▶ _Brief_: Copy every line of the items below with no changes.

[Collected data entries]

=======

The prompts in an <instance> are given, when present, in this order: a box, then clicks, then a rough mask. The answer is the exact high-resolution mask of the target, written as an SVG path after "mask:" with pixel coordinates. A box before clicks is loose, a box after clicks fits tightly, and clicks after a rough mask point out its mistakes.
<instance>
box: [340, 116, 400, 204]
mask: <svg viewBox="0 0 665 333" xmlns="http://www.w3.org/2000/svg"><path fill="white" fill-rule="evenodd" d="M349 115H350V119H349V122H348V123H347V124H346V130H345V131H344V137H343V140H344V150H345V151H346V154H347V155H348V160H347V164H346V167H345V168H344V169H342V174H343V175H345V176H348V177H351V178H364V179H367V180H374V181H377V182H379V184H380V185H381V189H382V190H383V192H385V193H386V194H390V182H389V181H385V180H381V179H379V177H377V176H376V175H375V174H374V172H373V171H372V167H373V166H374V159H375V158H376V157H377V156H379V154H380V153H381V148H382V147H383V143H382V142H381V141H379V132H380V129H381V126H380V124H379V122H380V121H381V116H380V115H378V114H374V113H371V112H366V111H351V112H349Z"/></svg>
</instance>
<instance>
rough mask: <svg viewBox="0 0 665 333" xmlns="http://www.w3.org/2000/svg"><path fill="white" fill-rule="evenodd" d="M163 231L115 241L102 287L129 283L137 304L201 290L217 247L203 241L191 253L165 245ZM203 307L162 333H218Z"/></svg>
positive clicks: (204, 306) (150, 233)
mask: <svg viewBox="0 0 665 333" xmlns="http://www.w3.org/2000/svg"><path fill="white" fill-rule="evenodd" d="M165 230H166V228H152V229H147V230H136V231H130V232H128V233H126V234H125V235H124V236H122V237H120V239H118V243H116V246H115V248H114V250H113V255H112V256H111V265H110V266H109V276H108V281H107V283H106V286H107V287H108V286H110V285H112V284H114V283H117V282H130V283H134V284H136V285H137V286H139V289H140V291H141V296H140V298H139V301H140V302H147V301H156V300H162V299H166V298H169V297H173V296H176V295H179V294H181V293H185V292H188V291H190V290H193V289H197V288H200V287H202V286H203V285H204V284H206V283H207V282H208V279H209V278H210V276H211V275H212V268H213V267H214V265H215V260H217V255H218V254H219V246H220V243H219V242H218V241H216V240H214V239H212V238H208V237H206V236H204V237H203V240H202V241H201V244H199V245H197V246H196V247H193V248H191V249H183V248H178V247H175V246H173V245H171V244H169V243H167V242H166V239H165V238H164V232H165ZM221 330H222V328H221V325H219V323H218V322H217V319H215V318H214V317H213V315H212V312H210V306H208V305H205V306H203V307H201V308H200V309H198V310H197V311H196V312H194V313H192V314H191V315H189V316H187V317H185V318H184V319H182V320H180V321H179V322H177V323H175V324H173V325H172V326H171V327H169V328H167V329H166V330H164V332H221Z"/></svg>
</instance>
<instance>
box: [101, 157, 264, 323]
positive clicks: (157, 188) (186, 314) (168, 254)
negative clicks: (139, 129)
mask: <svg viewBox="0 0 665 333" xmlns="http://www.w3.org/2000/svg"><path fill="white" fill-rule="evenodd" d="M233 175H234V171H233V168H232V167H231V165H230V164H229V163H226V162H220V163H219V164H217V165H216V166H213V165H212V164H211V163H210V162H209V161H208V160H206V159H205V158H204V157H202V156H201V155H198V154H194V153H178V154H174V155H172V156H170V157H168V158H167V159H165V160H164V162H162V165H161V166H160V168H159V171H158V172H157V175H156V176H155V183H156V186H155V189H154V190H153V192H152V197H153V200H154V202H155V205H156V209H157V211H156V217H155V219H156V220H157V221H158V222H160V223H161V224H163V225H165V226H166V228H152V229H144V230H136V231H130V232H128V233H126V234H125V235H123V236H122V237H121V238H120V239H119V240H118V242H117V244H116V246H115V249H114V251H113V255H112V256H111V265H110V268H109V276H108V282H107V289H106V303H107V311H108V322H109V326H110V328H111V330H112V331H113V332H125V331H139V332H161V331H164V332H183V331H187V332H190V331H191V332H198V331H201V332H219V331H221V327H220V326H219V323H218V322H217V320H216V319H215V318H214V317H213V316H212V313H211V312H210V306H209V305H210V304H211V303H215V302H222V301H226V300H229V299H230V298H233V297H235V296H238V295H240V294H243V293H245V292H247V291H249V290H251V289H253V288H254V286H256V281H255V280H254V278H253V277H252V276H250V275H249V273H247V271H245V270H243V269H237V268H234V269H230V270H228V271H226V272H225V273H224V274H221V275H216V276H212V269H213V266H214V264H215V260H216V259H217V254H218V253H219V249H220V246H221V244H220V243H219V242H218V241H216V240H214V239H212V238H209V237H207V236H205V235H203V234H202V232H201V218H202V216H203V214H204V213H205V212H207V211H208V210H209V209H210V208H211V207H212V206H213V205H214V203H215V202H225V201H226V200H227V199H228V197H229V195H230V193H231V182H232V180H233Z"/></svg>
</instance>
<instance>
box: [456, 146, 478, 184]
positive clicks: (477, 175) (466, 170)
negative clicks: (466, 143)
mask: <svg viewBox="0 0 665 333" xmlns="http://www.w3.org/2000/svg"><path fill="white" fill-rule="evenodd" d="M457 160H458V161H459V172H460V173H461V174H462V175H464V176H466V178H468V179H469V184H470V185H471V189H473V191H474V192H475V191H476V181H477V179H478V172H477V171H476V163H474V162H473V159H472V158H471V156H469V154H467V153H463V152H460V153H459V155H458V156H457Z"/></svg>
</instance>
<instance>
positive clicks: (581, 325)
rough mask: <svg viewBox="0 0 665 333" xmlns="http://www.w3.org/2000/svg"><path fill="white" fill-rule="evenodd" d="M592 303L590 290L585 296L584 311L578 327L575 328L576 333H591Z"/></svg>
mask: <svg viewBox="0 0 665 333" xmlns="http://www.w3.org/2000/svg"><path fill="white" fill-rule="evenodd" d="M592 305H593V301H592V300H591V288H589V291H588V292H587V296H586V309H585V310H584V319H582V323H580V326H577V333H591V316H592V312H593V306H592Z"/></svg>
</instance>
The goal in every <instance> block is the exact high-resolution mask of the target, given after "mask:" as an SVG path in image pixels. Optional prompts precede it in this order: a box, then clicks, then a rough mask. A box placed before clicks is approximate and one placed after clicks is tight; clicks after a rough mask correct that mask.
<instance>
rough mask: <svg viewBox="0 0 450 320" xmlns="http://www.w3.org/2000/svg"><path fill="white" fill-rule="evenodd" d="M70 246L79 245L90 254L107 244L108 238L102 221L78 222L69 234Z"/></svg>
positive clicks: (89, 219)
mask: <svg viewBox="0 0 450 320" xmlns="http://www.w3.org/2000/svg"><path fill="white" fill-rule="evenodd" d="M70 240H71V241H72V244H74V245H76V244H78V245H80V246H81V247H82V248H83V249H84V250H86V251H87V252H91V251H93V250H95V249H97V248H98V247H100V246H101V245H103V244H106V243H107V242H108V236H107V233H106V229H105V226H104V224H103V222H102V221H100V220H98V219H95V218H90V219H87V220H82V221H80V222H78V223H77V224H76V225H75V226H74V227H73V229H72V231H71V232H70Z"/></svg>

=======

▶ _Problem solution_:
The prompts in an <instance> are given, when present, in this order: a box, then clicks, then a rough mask. The answer is the exact high-resolution mask of the target, written as an SVG path after "mask:" with pixel coordinates. A box before clicks is loose, a box after clicks fits tightly, and clicks after a rough mask point out its mistakes.
<instance>
box: [340, 116, 400, 204]
mask: <svg viewBox="0 0 665 333" xmlns="http://www.w3.org/2000/svg"><path fill="white" fill-rule="evenodd" d="M349 115H350V119H349V122H348V123H347V124H346V130H345V131H344V137H343V140H344V150H345V151H346V154H347V155H348V160H347V164H346V167H345V168H344V169H342V174H343V175H345V176H348V177H351V178H364V179H367V180H374V181H377V182H379V184H380V185H381V189H382V190H383V192H385V193H386V194H390V182H389V181H385V180H381V179H379V177H377V176H376V175H375V174H374V172H373V171H372V167H373V166H374V159H375V158H376V157H377V156H379V154H380V153H381V148H382V147H383V143H382V142H381V141H379V132H380V129H381V126H380V124H379V122H380V121H381V116H380V115H378V114H374V113H371V112H366V111H351V112H349Z"/></svg>
</instance>
<instance>
rough mask: <svg viewBox="0 0 665 333" xmlns="http://www.w3.org/2000/svg"><path fill="white" fill-rule="evenodd" d="M163 231L115 241L102 287L129 283L137 304L201 290L217 247L203 241L191 253L165 245ZM203 307L162 333H218Z"/></svg>
positive clicks: (204, 306) (150, 233)
mask: <svg viewBox="0 0 665 333" xmlns="http://www.w3.org/2000/svg"><path fill="white" fill-rule="evenodd" d="M165 230H166V228H152V229H147V230H136V231H130V232H128V233H126V234H125V235H124V236H122V237H120V239H118V243H116V246H115V248H114V250H113V255H112V256H111V265H110V266H109V276H108V281H107V283H106V286H107V287H108V286H110V285H112V284H114V283H117V282H130V283H134V284H136V285H137V286H139V289H140V291H141V296H140V298H139V301H140V302H147V301H156V300H162V299H166V298H169V297H173V296H176V295H179V294H181V293H185V292H188V291H190V290H193V289H197V288H200V287H202V286H203V285H204V284H206V283H207V282H208V279H209V278H210V276H211V275H212V268H213V267H214V265H215V260H217V255H218V254H219V246H220V243H219V242H218V241H216V240H214V239H212V238H208V237H206V236H204V237H203V240H202V241H201V244H199V245H197V246H196V247H193V248H191V249H183V248H178V247H175V246H173V245H171V244H169V243H167V242H166V239H165V238H164V232H165ZM221 330H222V328H221V325H219V323H218V322H217V319H215V318H214V317H213V315H212V312H210V306H208V305H205V306H203V307H201V308H200V309H198V310H197V311H196V312H194V313H192V314H191V315H189V316H187V317H185V318H184V319H182V320H180V321H179V322H177V323H175V324H173V325H172V326H171V327H169V328H167V329H166V330H164V332H221Z"/></svg>
</instance>
<instance>
box: [101, 157, 264, 323]
positive clicks: (157, 188) (186, 314) (168, 254)
negative clicks: (139, 129)
mask: <svg viewBox="0 0 665 333" xmlns="http://www.w3.org/2000/svg"><path fill="white" fill-rule="evenodd" d="M233 175H234V171H233V168H232V167H231V165H230V164H229V163H226V162H220V163H219V164H217V165H216V166H213V165H212V164H211V163H210V162H209V161H208V160H206V159H205V158H204V157H202V156H201V155H198V154H194V153H178V154H174V155H172V156H170V157H168V158H167V159H165V160H164V162H162V165H161V166H160V168H159V171H158V172H157V175H156V176H155V183H156V186H155V189H154V190H153V192H152V197H153V200H154V202H155V205H156V209H157V211H156V217H155V219H156V220H157V221H158V222H160V223H161V224H163V225H165V226H166V228H152V229H144V230H136V231H130V232H128V233H126V234H125V235H123V236H122V237H121V238H120V239H119V240H118V242H117V244H116V246H115V249H114V251H113V255H112V256H111V265H110V268H109V276H108V282H107V289H106V303H107V311H108V322H109V326H110V328H111V330H112V331H113V332H125V331H139V332H161V331H164V332H183V331H187V332H190V331H191V332H198V331H201V332H219V331H221V327H220V326H219V323H218V322H217V320H216V319H215V318H214V317H213V316H212V313H211V312H210V306H209V305H210V304H211V303H215V302H222V301H226V300H229V299H230V298H233V297H235V296H238V295H240V294H243V293H245V292H247V291H249V290H251V289H253V288H254V286H256V281H255V280H254V278H253V277H252V276H250V275H249V273H247V271H245V270H243V269H237V268H234V269H230V270H228V271H226V272H225V273H224V274H221V275H216V276H212V269H213V266H214V264H215V260H216V259H217V254H218V253H219V249H220V246H221V244H220V243H219V242H218V241H216V240H214V239H212V238H209V237H207V236H205V235H203V234H202V232H201V218H202V216H203V214H204V213H205V212H207V211H208V210H209V209H210V208H211V207H212V206H213V205H214V203H215V202H225V201H226V200H227V199H228V197H229V195H230V193H231V182H232V180H233Z"/></svg>
</instance>
<instance>
box: [456, 146, 478, 184]
positive clicks: (477, 175) (466, 170)
negative clicks: (466, 143)
mask: <svg viewBox="0 0 665 333" xmlns="http://www.w3.org/2000/svg"><path fill="white" fill-rule="evenodd" d="M457 160H458V161H459V172H460V173H461V174H462V175H464V176H466V178H468V179H469V184H470V185H471V189H473V191H474V192H475V191H476V181H477V179H478V172H477V171H476V163H474V162H473V159H472V158H471V156H469V154H467V153H463V152H460V153H459V155H458V156H457Z"/></svg>
</instance>
<instance>
positive clicks: (581, 325)
rough mask: <svg viewBox="0 0 665 333" xmlns="http://www.w3.org/2000/svg"><path fill="white" fill-rule="evenodd" d="M592 303L590 290L585 296L584 311L578 327L575 328L576 333H591Z"/></svg>
mask: <svg viewBox="0 0 665 333" xmlns="http://www.w3.org/2000/svg"><path fill="white" fill-rule="evenodd" d="M592 305H593V301H592V300H591V288H589V291H588V292H587V296H586V309H585V310H584V319H582V323H580V326H577V333H591V316H592V312H593V306H592Z"/></svg>
</instance>
The goal in every <instance> block is the exact high-resolution mask of the target, given after "mask:" as an SVG path in image pixels. Optional prompts precede it in this order: a box, then clicks, then a rough mask. A box placed before clicks is approximate and one placed after clicks is tight; clicks after a rough mask correct that mask.
<instance>
rough mask: <svg viewBox="0 0 450 320" xmlns="http://www.w3.org/2000/svg"><path fill="white" fill-rule="evenodd" d="M70 246L79 245L90 254L107 244L108 238L102 221L78 222L69 234Z"/></svg>
positive clicks: (89, 219)
mask: <svg viewBox="0 0 450 320" xmlns="http://www.w3.org/2000/svg"><path fill="white" fill-rule="evenodd" d="M70 240H71V241H72V244H74V245H76V244H78V245H80V246H81V247H82V248H83V249H84V250H86V251H87V252H91V251H93V250H95V249H97V248H98V247H100V246H101V245H103V244H106V243H107V242H108V236H107V233H106V229H105V226H104V224H103V222H102V221H100V220H98V219H95V218H90V219H87V220H82V221H80V222H78V223H77V224H76V225H75V226H74V227H73V229H72V231H71V232H70Z"/></svg>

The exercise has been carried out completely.